• **Exercise inputs**
● ● ● ● ●
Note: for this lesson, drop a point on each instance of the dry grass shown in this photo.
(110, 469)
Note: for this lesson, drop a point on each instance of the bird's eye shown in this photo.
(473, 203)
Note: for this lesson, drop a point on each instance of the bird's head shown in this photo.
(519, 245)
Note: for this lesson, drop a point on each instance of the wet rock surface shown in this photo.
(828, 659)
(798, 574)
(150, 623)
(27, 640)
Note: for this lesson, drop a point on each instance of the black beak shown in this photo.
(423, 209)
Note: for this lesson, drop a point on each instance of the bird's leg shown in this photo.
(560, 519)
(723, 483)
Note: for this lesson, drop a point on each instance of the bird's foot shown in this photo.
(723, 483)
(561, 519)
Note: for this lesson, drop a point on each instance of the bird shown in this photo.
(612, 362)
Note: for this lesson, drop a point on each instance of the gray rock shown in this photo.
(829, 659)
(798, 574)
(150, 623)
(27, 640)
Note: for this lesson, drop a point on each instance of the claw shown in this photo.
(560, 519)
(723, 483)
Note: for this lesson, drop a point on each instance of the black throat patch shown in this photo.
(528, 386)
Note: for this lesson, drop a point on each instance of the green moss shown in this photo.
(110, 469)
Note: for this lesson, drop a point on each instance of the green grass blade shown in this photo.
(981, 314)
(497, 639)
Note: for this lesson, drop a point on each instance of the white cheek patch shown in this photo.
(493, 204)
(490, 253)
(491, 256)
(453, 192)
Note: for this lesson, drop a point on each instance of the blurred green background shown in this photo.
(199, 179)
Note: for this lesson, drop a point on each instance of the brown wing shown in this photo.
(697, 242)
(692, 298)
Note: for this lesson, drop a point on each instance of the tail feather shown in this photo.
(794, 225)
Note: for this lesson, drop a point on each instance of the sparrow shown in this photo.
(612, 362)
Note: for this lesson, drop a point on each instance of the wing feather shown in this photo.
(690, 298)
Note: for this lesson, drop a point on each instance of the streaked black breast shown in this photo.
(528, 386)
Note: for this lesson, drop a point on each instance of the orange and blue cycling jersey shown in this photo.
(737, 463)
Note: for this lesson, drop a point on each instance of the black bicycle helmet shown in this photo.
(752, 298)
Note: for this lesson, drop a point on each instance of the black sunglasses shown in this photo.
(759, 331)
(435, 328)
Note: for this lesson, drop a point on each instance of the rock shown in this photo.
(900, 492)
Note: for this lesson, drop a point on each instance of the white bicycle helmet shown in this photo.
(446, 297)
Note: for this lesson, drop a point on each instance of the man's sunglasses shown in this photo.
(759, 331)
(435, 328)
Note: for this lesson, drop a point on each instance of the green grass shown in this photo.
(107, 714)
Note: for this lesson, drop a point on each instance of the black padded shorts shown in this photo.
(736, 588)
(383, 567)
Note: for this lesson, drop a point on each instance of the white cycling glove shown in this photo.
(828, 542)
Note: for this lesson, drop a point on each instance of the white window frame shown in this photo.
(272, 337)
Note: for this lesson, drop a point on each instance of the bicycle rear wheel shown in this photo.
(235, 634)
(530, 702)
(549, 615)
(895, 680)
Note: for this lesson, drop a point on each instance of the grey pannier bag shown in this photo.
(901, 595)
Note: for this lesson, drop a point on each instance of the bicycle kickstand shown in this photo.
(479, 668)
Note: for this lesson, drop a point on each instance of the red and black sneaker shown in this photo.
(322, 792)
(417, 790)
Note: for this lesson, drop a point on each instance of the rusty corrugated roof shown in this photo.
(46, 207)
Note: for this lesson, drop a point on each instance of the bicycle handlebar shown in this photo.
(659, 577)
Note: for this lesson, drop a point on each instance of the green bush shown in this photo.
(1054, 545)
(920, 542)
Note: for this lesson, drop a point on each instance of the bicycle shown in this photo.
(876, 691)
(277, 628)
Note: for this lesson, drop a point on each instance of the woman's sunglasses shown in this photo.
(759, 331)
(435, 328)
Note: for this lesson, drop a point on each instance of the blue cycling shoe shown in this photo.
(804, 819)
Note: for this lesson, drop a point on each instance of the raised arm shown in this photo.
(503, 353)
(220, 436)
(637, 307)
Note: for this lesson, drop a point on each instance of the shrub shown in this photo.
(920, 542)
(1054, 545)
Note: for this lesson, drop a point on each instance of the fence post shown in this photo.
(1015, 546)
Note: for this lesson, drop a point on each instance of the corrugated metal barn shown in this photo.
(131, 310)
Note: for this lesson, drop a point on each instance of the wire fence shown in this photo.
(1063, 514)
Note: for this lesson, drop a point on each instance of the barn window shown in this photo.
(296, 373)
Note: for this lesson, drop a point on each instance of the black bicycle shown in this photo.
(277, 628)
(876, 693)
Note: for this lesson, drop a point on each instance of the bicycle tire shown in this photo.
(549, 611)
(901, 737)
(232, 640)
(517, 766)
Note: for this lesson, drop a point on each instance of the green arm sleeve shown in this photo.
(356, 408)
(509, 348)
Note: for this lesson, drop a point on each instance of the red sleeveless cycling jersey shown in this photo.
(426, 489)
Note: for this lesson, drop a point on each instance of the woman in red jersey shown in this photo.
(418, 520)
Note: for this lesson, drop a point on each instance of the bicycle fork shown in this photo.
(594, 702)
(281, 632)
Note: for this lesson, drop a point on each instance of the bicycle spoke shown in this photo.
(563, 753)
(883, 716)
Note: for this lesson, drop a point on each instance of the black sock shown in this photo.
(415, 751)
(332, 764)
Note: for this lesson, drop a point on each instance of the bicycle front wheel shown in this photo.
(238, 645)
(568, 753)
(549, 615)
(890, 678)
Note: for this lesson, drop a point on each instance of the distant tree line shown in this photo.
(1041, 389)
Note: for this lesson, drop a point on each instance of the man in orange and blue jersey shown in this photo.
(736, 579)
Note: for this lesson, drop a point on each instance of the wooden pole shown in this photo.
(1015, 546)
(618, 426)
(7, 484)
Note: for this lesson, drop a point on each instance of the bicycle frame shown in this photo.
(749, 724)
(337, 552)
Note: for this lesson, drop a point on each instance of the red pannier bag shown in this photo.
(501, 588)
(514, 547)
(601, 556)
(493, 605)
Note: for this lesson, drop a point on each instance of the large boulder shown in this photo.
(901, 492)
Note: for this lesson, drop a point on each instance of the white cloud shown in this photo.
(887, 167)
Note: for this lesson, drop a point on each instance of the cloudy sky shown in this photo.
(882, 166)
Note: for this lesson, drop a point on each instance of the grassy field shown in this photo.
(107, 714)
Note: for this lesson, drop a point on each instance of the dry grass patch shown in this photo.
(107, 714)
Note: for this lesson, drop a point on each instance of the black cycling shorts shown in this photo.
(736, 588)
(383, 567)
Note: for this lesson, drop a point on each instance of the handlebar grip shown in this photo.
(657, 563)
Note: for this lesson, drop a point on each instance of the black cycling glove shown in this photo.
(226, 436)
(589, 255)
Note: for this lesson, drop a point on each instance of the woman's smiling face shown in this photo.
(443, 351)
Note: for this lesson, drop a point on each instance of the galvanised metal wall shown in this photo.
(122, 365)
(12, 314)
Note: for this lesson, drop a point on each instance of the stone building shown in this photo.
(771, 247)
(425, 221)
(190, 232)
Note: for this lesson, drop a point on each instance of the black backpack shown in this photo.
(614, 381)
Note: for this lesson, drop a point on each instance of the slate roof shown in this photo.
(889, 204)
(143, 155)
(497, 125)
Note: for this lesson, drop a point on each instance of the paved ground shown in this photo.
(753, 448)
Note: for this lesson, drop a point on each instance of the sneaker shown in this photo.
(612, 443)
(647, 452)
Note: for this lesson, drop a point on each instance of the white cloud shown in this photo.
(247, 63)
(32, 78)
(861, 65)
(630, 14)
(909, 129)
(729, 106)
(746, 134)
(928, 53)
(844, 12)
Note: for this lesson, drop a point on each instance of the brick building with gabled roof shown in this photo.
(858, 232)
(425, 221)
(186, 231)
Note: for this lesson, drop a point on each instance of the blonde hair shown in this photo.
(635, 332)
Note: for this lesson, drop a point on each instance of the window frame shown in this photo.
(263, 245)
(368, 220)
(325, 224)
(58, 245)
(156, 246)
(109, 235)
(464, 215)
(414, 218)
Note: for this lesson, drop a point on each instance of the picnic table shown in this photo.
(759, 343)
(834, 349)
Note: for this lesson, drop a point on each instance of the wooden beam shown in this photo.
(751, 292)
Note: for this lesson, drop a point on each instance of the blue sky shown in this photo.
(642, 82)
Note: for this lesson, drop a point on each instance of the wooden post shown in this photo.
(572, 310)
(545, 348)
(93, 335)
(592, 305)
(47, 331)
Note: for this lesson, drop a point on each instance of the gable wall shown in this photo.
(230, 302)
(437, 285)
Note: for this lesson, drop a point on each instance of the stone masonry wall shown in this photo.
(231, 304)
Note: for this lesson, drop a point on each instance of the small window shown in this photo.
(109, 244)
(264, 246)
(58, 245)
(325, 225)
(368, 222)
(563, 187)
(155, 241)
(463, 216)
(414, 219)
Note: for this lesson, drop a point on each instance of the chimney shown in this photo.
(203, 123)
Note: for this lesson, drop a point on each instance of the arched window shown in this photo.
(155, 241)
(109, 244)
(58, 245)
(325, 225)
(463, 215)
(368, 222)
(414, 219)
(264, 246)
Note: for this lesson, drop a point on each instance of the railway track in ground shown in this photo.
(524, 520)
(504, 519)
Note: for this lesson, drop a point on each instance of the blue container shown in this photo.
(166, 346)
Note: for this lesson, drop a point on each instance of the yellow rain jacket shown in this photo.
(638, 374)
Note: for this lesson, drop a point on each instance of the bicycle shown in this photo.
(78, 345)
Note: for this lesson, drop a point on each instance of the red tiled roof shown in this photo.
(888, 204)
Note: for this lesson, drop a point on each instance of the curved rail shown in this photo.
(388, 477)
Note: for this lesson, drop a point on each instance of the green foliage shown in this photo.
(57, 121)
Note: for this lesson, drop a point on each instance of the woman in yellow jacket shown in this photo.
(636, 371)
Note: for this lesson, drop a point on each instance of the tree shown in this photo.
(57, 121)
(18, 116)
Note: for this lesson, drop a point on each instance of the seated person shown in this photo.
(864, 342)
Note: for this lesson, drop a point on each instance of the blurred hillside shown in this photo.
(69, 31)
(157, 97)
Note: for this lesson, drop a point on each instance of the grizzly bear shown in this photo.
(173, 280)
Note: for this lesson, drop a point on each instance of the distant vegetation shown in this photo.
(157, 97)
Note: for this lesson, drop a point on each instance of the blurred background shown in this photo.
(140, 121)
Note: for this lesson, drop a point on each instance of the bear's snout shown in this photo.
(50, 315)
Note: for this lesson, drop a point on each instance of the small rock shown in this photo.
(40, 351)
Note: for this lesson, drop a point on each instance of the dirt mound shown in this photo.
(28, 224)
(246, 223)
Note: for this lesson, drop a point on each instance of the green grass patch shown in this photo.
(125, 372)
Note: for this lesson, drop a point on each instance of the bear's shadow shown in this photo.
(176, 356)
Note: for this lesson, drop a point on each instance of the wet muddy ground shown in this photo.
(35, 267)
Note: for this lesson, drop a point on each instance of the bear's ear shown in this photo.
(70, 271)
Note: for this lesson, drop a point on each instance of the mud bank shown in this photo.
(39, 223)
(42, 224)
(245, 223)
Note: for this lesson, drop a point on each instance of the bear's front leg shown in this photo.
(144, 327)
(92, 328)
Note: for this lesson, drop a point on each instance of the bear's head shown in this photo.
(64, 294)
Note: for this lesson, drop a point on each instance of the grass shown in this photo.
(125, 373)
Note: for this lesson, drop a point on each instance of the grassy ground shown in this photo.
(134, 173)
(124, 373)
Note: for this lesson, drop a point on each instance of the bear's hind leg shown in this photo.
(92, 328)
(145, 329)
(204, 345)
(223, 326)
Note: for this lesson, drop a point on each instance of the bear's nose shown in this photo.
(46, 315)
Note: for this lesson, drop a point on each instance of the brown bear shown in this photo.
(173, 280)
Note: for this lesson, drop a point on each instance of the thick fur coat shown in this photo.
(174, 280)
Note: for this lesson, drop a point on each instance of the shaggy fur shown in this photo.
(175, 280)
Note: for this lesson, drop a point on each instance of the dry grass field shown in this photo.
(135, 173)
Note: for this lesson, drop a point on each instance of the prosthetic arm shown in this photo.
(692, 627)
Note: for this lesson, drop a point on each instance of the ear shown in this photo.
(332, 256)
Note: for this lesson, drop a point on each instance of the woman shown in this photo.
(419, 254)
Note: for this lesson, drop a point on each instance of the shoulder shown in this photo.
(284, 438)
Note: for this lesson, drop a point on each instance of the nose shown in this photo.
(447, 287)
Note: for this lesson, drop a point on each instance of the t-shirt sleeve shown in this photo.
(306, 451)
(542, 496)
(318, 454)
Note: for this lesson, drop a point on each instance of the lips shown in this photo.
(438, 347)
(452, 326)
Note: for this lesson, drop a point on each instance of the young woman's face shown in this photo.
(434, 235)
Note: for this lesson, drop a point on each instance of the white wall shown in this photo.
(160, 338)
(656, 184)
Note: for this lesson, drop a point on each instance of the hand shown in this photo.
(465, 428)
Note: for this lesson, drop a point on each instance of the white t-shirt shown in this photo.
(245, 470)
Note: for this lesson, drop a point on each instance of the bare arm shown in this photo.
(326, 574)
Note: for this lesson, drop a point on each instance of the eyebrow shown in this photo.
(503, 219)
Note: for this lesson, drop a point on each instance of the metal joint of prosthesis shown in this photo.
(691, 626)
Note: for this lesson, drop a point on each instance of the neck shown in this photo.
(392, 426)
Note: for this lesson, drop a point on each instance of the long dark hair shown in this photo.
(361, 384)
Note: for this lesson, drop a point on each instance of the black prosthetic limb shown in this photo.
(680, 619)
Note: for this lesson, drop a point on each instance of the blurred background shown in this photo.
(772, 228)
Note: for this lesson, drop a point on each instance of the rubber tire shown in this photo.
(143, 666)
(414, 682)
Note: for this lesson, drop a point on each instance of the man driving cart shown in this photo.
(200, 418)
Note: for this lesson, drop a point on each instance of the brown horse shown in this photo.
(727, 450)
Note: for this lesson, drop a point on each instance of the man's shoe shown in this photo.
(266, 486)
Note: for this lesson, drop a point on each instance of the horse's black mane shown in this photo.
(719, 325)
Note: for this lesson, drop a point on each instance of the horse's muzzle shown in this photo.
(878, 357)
● ● ● ● ●
• **Task goal**
Exactly reproduce the lines from the one containing "dark hair shown in this photo." through the end of the records, and only those lines.

• **Task output**
Note: for this lesson, drop a point on each instance of the long dark hair shown in this photo.
(361, 384)
Note: for this lesson, drop a point on each instance of the black prosthetic limb shown in this photo.
(680, 619)
Note: for this lesson, drop a point on each instance of the blurred background shown in this photo.
(772, 228)
Note: for this lesson, drop a point on each instance of the rubber tire shown in this photo.
(143, 666)
(414, 682)
Note: for this lesson, drop a point on each instance of the man driving cart shown in this photo.
(200, 418)
Note: for this lesson, drop a point on each instance of the brown horse shown in this photo.
(727, 450)
Note: for this lesson, drop a point on each instance of the man's shoe shown in this photo.
(266, 486)
Note: for this lesson, drop a point on each instance of the horse's black mane shown in this photo.
(719, 325)
Note: for this lesson, drop a point on each instance of the horse's muzzle shown in this photo.
(878, 357)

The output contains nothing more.